=== LISTED ENTRIES ===

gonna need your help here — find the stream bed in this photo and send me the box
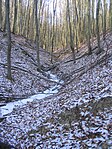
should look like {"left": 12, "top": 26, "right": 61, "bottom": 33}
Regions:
{"left": 0, "top": 72, "right": 63, "bottom": 117}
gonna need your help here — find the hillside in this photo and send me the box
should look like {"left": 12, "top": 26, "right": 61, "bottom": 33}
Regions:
{"left": 0, "top": 31, "right": 112, "bottom": 148}
{"left": 0, "top": 30, "right": 57, "bottom": 102}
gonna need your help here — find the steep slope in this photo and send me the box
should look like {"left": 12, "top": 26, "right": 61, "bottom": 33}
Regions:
{"left": 0, "top": 32, "right": 112, "bottom": 148}
{"left": 0, "top": 30, "right": 55, "bottom": 101}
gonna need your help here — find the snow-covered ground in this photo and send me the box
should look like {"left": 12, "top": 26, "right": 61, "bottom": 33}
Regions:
{"left": 0, "top": 31, "right": 53, "bottom": 98}
{"left": 0, "top": 31, "right": 112, "bottom": 148}
{"left": 0, "top": 72, "right": 63, "bottom": 117}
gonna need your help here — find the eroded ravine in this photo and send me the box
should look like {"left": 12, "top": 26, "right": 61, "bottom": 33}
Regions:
{"left": 0, "top": 72, "right": 63, "bottom": 117}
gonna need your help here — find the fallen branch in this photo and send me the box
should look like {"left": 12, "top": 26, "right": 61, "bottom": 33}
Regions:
{"left": 0, "top": 94, "right": 29, "bottom": 101}
{"left": 41, "top": 62, "right": 59, "bottom": 71}
{"left": 0, "top": 63, "right": 63, "bottom": 86}
{"left": 64, "top": 52, "right": 88, "bottom": 64}
{"left": 64, "top": 53, "right": 112, "bottom": 86}
{"left": 20, "top": 47, "right": 36, "bottom": 63}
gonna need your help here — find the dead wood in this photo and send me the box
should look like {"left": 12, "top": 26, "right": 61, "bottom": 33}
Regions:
{"left": 64, "top": 53, "right": 112, "bottom": 86}
{"left": 0, "top": 95, "right": 28, "bottom": 102}
{"left": 0, "top": 62, "right": 63, "bottom": 86}
{"left": 41, "top": 62, "right": 59, "bottom": 71}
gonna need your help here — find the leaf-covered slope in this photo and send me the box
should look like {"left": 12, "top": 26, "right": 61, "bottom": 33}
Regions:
{"left": 0, "top": 30, "right": 53, "bottom": 100}
{"left": 0, "top": 32, "right": 112, "bottom": 148}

===

* **ACTIVITY**
The reply should hold only the lines from the first line of the records above through the line containing "gonna need your help here — find the hillside", copied exactly and without pictures.

* **YOUR RESPONSE**
gonna need your help here — find the stream bed in this photo and send me the box
should look like {"left": 12, "top": 26, "right": 61, "bottom": 33}
Regions:
{"left": 0, "top": 72, "right": 63, "bottom": 117}
gonna need your help here — find the hillside in this photo and send me the box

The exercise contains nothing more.